Extract provided:
Sun Xun Illustrates Declaration of Independence for Asia Society Triennial
The Chinese artist's folding painting shows The Statue of Liberty in pieces as dragons and devils assail the state.
Sun Xun, July Coming Soon, detail, (2019). Ink and color on silk album 24-page folding album. Courtesy of the artist and ShanghART Gallery. Photograph: Alex Wang.
Asia Society has announced the opening programme for the inaugural Asia Society Triennial, entitled We Do Not Dream Alone, which will showcase over 40 artists and collectives from 19 countries beginning on 27 October.
Alongside the exhibition at the Asia Society Museum, New York, and venues across the city, a series of virtual panels will take place beginning on 28 October with a discussion of Xu Bing and Sun Xun's project We the People: Xu Bing and Sun Xun Respond to the Declaration of Independence. The artists will discuss their work, commissioned especially for the event, with Agnes Hsu-Tang, Executive Chair of the Triennial and Chair of the Triennial steering committee in a session moderated by guest curator Susan Beningson.
Sun Xun's painting July Coming Soon (2019) is one part of We the People, which was created in response to a rare 19th Century print of the Declaration of Independence. Depicted in the 24-page folding album, which opens to a width of almost eight metres, is a broken Statue of Liberty reduced to the size of a scholar's rock and rendered in the blues and greens typical of Chinese ink paintings of landscapes.

Record set:
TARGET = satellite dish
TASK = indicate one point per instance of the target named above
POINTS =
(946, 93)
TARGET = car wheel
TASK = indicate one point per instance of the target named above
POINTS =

Aim of the task: Please continue the article on Sun Xun's painting for the Asia Society Triennial, starting after its last sentence. The data is separate from the article on Sun Xun's painting.

Answer space:
The drama of the painting comes from the threats against the state that the Declaration of Independence sought to guard against. The dragon, pictured top, is accompanied by an excerpt about 'the dangers of invasion from without and convulsions within,' while a long-bearded man on fire is accompanied by the words 'a prince, [whose] character is thus marked by every act which may define a Tyrant is unfit to be the ruler of a free people.'
Xu Bing, for his part in the project, used silkworms to weave a cocoon around a copy of another momentous text, Confucius's The Analects, in a work entitled Silkworm Book: Analects of Confucius (2019). According to Hsu-Tang, who studied the beginnings of US-China relations, including an essay series called From the Morals of Confucius (1738) Benjamin Franklin published in The Pennsylvania Gazette, the work leaves 'Confucius's ancient words faintly legible through filaments of silk as if the words were conjured from a dream. This illusory revelation must have been what Benjamin Franklin experienced when he first read The Analects, in Latin translation, 282 years ago.'
While both Xu and Sun have received significant recognition in the United States, the Triennial's Artistic Director Boon Hui Tan said he and co-curator Michelle Yun had largely looked to include artists who have not had major institutional presentations in New York or the USA.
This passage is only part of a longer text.